Task description: The entries below must be retyped in full. Keep every word the same.

[Region pointing data]
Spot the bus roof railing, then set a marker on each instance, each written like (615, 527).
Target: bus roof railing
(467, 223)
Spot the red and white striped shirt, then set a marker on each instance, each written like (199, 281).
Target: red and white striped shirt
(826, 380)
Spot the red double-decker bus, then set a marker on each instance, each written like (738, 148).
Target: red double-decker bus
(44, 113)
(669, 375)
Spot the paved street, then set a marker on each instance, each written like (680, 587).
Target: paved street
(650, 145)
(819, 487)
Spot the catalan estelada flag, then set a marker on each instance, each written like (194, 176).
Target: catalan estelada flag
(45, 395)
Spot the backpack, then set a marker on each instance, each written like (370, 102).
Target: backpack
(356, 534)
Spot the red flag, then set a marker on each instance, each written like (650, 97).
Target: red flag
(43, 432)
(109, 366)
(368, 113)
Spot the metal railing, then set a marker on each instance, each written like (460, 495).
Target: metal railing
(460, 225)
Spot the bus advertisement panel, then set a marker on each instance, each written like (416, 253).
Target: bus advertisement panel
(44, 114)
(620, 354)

Solution to the problem:
Spot the bus roof railing, then set a marker on each instance, each written like (615, 527).
Target: bus roof railing
(467, 223)
Spot the red and white striped shirt, then set a marker on each instance, each written like (199, 281).
Target: red and white striped shirt
(826, 380)
Spot the red double-decker bus, then set a marker on each instance, each written like (738, 148).
Target: red double-decker bus
(44, 113)
(669, 375)
Spot the paved street, then set a marker on each instance, each written like (680, 587).
Target: paved street
(650, 145)
(819, 487)
Spot the catalan estelada flag, then set a marker on each instance, each written like (194, 176).
Target: catalan estelada flag
(45, 395)
Spot the backpack, then set a marker on each instance, each written like (370, 102).
Target: backpack
(356, 534)
Spot the red flag, then set a marker on each instance, each written like (650, 97).
Target: red flag
(43, 432)
(109, 366)
(368, 113)
Spot the metal railing, then set a marker on each instance, each written like (460, 495).
Target: metal railing
(460, 225)
Spot the bus advertisement panel, then set a marker on each instance, each written like (416, 253).
Target: bus advertisement panel
(44, 114)
(620, 354)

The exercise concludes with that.